[DB-SIG] Fetching result sets

Matthew T. Kromer matt@zope.com
Tue, 18 Sep 2001 12:12:43 -0400


Keating, Tim wrote:

>>>On a side note, I've always been a bit dissapointed by how 
>>>
>>long it takes
>>
>>>to actually wrap data from the RDBMS to python.  For 
>>>
>>example, my C layer
>>
>>>API can retrieve 39100 results from a Zip code table in .7 seconds
>>>(actually fetching the data into an opaque result set); yet the
>>>operation of turning these into python values adds an additional 2.4
>>>seconds -- by the time it goes through all of the python 
>>>
>>layered above,
>>
>>>it blows out to about 9 seconds for a fetchall(). Granted, 
>>>
>>part of that
>>
>>>is because that code is not highly optimized, but it still irks me.
>>>
>>Well, this is most certainly due to the fact that Python stores
>>the values in objects rather than a C array. (You could, however,
>>try to use the array module for faster access to these values.)
>>
>
>Actually, the way to do large homogeneous ops in oracle is to use bulk
>binding w/ PL/SQL tables. Unfortunately, I don't believe DCOracle2 supports
>this currently. (For that matter, does the Python DB API?)
>
>I recently had to do this, writing an application-specific module on top of
>OTL. Inserting 1000 rows manually (i.e. doing 1000 INSERT statements) took
>about 4 seconds, bulk binding was .4 seconds. However, while 10K rows took
>40 seconds with individual inserts (as expected), the cost of bulk binding
>merely doubled (.8 seconds).
>
Actually, I do do bulk binds, as you put it...  the down side is, I 
normally use dynamic vs static binds, and Oracle tends to puke on 
dynamic fetches -- it will randomly SKIP the callback on linux.  So I 
also have a setStatic() tweak (which is currently used) to change them 
into static binds when they are read-only.  When I was last actively 
looking at it, THAT puked on Solaris (usually one or the other works, 
though).

The executemany() op when given an array will set it up as a large array 
bind; although I think the limit imposed in the python layer is like 200 
rows at a time.

My test databases usually aren't set up for fast-write speeds though, so 
it's hard for me to give accurate "it's THIS much faster" numbers.  My 
test program is a zipcode table creator, which puts in 39100 zip codes 
with zip, city, state, country, latitude, longitude and the two test 
programs yeilded the following results:

record-at-a-time:     148 seconds or 0.004 sec/record
1000 record batches:    38 seconds or 0.001 sec/record

The loader does a  commit every 1000 records, which slows things down. 
 I would expect a higher than 4x speedup, which is why I expect either 
something is a bit wrong or it just takes a LOT of overhead to move data 
from python objects to buffers.  I'm sure my python-side code could be 
accelerated.

## Excerpts of location labeling data:
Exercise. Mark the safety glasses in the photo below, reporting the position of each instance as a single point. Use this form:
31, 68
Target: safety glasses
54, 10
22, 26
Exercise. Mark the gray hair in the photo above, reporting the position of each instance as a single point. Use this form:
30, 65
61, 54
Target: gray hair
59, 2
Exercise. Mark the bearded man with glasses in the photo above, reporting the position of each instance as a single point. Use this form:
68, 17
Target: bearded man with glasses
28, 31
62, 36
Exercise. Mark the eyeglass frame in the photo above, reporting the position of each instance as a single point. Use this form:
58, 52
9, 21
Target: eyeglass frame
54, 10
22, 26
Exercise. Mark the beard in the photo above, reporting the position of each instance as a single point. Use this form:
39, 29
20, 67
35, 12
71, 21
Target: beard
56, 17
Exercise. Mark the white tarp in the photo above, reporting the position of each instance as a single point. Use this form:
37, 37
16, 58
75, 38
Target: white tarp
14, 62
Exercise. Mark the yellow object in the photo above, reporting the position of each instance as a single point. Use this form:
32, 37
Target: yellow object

## Problem to work on:
Quote the post on fetching result sets from "My test databases" to "slows things down.". Work only from the post on fetching result sets.

## Written answer:
My test databases usually aren't set up for fast-write speeds though, so 
it's hard for me to give accurate "it's THIS much faster" numbers.  My 
test program is a zipcode table creator, which puts in 39100 zip codes 
with zip, city, state, country, latitude, longitude and the two test 
programs yeilded the following results:

record-at-a-time:     148 seconds or 0.004 sec/record
1000 record batches:    38 seconds or 0.001 sec/record

The loader does a  commit every 1000 records, which slows things down.